__The task__
Render every line below, from the one containing "Each instance of the greenish" through the end of the records, as a JSON list of strings with one string per line and blank lines omitted.

[Contour annotation records]
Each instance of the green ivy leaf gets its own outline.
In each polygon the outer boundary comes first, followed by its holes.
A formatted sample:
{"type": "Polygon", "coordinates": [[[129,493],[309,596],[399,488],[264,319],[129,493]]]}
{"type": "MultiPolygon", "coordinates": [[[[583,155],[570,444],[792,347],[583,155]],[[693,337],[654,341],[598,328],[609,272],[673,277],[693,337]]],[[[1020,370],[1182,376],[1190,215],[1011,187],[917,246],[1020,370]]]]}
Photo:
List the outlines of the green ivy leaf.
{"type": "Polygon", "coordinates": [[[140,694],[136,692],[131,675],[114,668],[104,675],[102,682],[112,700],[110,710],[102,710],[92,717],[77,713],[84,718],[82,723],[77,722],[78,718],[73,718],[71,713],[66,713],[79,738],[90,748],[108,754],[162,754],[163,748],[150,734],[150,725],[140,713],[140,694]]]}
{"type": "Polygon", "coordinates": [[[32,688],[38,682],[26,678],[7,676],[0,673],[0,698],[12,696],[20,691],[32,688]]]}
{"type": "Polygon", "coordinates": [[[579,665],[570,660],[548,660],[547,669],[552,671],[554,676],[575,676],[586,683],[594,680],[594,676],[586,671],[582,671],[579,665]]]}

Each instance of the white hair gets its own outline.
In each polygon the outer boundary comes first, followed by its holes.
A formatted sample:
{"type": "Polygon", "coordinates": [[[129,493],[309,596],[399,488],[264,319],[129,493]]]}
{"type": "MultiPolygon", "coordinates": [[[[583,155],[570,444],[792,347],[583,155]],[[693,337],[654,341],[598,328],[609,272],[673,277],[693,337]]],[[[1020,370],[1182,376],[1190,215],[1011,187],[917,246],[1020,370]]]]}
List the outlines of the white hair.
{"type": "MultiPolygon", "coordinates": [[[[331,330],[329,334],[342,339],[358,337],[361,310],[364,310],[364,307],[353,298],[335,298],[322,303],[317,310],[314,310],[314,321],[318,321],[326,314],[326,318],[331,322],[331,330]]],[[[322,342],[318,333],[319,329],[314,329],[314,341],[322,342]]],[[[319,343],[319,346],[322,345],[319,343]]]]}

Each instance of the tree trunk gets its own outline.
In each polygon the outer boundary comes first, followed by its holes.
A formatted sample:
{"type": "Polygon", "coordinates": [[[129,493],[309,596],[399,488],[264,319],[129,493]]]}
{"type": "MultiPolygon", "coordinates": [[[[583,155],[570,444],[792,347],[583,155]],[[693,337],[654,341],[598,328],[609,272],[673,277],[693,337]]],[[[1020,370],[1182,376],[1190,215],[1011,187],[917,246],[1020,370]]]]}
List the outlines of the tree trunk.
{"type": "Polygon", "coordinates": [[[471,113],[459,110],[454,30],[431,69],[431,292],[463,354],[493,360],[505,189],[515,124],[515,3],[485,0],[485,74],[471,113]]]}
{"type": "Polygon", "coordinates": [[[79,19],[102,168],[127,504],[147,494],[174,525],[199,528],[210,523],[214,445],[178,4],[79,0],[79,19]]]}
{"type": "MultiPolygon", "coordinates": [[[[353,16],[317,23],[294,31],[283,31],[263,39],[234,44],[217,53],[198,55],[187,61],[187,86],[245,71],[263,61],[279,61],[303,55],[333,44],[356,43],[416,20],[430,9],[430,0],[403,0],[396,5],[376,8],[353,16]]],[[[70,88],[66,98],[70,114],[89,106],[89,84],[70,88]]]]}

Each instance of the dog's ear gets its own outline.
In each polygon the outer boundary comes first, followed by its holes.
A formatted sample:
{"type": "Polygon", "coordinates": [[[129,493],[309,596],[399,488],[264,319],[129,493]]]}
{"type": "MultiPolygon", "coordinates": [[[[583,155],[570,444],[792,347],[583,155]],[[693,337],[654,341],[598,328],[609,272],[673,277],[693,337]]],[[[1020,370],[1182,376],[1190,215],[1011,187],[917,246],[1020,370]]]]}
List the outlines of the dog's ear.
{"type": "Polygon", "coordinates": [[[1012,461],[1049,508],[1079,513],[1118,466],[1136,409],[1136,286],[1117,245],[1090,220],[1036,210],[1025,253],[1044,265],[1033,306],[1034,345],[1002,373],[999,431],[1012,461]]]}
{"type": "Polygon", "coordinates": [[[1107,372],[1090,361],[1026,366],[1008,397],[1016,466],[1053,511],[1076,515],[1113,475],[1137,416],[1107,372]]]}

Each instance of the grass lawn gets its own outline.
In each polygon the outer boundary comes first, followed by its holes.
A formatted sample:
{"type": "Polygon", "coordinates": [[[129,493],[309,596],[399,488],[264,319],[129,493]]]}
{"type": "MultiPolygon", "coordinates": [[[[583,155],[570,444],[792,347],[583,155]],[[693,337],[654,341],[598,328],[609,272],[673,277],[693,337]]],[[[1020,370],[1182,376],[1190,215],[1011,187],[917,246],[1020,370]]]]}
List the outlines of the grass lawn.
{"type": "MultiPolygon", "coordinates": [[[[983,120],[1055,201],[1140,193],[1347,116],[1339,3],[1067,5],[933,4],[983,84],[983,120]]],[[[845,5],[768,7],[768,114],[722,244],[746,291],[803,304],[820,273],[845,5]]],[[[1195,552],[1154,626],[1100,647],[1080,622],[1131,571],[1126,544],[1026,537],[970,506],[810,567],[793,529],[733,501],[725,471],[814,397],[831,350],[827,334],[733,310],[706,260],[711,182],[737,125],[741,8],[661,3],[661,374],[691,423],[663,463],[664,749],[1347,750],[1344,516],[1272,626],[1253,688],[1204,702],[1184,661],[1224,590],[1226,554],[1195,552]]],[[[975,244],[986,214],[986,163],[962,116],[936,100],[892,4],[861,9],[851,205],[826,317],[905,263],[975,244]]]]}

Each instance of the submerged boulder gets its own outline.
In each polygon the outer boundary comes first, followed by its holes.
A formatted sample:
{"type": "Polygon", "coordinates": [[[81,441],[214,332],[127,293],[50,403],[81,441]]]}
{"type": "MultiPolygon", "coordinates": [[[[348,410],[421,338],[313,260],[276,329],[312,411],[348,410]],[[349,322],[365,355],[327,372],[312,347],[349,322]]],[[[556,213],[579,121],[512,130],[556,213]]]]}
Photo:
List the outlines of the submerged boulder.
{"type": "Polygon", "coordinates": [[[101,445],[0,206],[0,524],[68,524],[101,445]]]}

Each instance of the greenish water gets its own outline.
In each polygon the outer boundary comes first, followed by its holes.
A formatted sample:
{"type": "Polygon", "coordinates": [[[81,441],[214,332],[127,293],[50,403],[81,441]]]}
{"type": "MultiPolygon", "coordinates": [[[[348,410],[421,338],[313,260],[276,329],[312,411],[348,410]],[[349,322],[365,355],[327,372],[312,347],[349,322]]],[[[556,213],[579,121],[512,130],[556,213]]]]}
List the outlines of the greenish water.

__Worked answer__
[
  "Each instance of the greenish water gets its own outline.",
  "In each polygon the outer boundary comes first, followed by its holes.",
  "A formatted sample:",
  "{\"type\": \"Polygon\", \"coordinates\": [[[81,441],[214,332],[127,293],[50,403],[81,441]]]}",
  "{\"type\": \"MultiPolygon\", \"coordinates\": [[[[348,410],[421,338],[313,260],[276,329],[312,411],[348,410]],[[349,322],[365,355],[327,372],[312,347],[349,322]]],[[[556,213],[579,121],[512,130],[556,213]]]]}",
  "List the outlines of the greenish water."
]